What is expected:
Gather every line in the data below that contains the word "water" and copy each of those lines in full.

Given records:
══════════

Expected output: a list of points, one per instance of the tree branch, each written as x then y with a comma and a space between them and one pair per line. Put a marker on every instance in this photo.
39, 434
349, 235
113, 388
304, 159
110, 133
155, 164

══════════

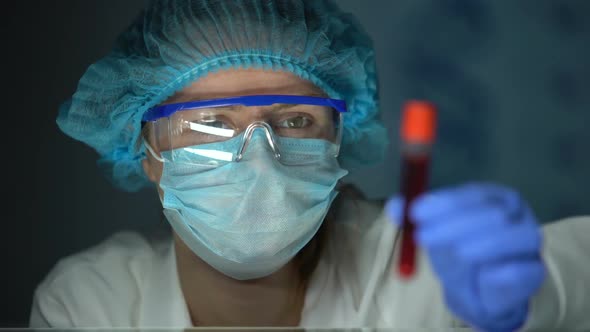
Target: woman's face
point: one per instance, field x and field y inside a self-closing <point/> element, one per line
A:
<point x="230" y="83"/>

══════════

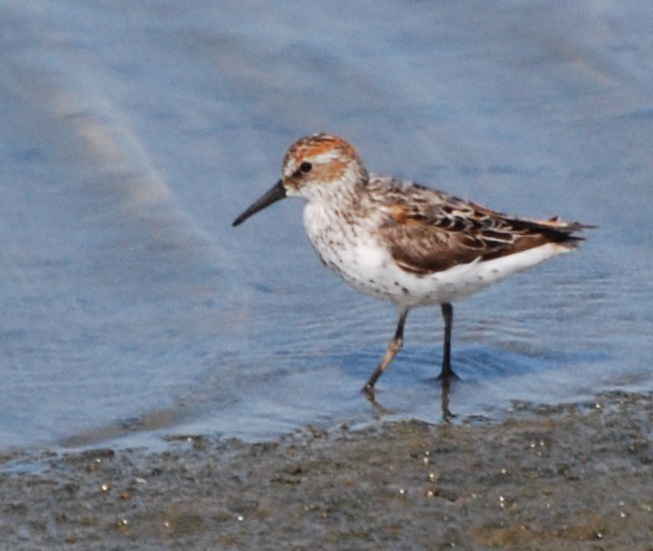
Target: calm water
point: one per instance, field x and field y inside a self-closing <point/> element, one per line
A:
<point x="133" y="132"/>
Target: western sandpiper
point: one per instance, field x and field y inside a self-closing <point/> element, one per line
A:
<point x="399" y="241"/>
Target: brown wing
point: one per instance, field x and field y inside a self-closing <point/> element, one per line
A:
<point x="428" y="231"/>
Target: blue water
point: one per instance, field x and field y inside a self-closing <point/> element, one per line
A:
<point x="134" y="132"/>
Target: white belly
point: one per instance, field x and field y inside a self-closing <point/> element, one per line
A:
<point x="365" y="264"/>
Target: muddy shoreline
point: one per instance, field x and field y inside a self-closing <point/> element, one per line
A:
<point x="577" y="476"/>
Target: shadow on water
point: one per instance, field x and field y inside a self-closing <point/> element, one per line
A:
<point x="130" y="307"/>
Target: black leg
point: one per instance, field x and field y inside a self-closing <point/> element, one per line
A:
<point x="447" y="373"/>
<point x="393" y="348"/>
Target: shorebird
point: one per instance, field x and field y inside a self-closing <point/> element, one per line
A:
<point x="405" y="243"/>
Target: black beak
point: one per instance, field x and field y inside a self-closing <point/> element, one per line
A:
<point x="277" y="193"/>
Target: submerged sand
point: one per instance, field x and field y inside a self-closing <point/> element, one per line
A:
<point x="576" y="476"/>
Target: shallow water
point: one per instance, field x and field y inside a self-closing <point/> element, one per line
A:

══════════

Written answer:
Target: calm water
Target: blue water
Target: shadow on water
Target: shallow water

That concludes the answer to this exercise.